Your task: Give the data below as a JSON list of strings, with one string for each line and no entries for blank lines.

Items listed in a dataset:
* * * *
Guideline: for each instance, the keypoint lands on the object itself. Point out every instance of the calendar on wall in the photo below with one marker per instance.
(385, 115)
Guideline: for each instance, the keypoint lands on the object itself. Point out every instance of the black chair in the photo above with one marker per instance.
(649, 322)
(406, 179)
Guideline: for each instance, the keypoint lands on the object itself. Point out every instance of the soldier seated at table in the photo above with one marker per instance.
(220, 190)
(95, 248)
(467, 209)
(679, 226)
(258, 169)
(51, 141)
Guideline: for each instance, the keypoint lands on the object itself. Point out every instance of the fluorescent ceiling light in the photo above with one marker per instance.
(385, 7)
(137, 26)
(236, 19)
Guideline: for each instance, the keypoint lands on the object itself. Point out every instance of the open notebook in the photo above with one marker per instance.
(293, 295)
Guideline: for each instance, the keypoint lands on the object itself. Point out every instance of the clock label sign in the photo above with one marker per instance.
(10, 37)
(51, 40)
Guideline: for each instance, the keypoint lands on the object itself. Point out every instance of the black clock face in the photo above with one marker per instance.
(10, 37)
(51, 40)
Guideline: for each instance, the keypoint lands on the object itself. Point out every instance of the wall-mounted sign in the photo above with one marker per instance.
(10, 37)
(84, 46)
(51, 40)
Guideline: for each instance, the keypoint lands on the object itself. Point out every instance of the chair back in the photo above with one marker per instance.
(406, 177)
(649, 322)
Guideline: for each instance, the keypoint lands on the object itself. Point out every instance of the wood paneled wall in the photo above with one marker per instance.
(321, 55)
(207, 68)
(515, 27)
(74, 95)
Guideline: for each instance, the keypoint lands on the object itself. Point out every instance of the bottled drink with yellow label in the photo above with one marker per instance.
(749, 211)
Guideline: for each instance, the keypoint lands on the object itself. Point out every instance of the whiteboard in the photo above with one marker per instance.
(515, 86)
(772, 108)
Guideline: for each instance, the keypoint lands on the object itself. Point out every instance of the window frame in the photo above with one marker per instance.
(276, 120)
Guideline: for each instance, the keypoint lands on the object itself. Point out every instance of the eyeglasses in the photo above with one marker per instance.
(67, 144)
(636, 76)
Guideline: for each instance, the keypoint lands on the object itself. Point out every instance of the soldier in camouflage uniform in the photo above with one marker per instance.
* * * *
Full answer:
[
  "Guideline: for each instance, the keypoint lands on the object itself. Point out every instance of the calendar on wall in the photo below with one marker per instance.",
  "(385, 115)",
  "Guideline: for each instance, the keypoint lands on the object itself. Point out every instance of the black chair in the photo above with one marker per instance.",
  "(649, 322)",
  "(406, 179)",
  "Guideline: for each instance, the keypoint lands on the object itself. Point out every instance of the soldier seated at table in the photo above with one marker per instance.",
  "(220, 190)",
  "(95, 248)",
  "(467, 209)",
  "(679, 226)",
  "(258, 169)",
  "(51, 141)",
  "Guideline: for each instance, the keypoint lands on the object itself. Point out every instance of the fluorescent ceiling light in the photo above with one marker per instance.",
  "(385, 7)",
  "(137, 26)",
  "(236, 19)",
  "Guideline: for each instance, the keypoint lands on the object itself. Point out every instance of the open notebook in the photo above with one marker per instance.",
  "(293, 295)",
  "Guideline: for each instance, the keypoint lands on the object itself. Point out every instance of the clock label sign in the photo above with one marker per instance.",
  "(10, 37)",
  "(51, 40)",
  "Guideline: for each instance, the keypoint lands on the object itself. Point out every instance of the black clock face in the photo above with one marker per instance.",
  "(10, 37)",
  "(51, 40)",
  "Guideline: for each instance, the keypoint lands on the object itself. Point out every instance of the wall-mounted sign in the photo above with one marker per instance.",
  "(10, 37)",
  "(84, 46)",
  "(51, 40)",
  "Guideline: for each instance, the keypoint lands on the object itself. Point out every instance of the chair back in the photo above with one marker per instance.",
  "(406, 177)",
  "(649, 322)",
  "Guideline: for each instance, the keypoint lands on the object itself. Point out every instance of the wood paneled wall in the photo above with one marker per instance.",
  "(321, 55)",
  "(207, 68)",
  "(515, 27)",
  "(74, 95)",
  "Guideline: for each instance, the keypoint lands on the object itself. Point out every instance of the bottled drink with yellow label in the photo above with one marker per instance.",
  "(749, 211)",
  "Guideline: for each instance, the keypoint lands on the object itself. Point out every instance of the whiteboard in the photo above with one marker per instance.",
  "(515, 86)",
  "(772, 108)",
  "Guideline: for each instance, the keypoint lands on the object itself. Point out every instance of the window frame in the photo above with one marker per instance.",
  "(276, 120)",
  "Guideline: for each instance, the keypoint lands on the object itself. Point out every instance of the eyeglasses in the photo above with one marker per instance.",
  "(67, 144)",
  "(636, 76)",
  "Guideline: for each instance, the keypoint lands on the object itself. Point out every instance of the soldier in camouflage uniform in the photo above with one marker per instance."
]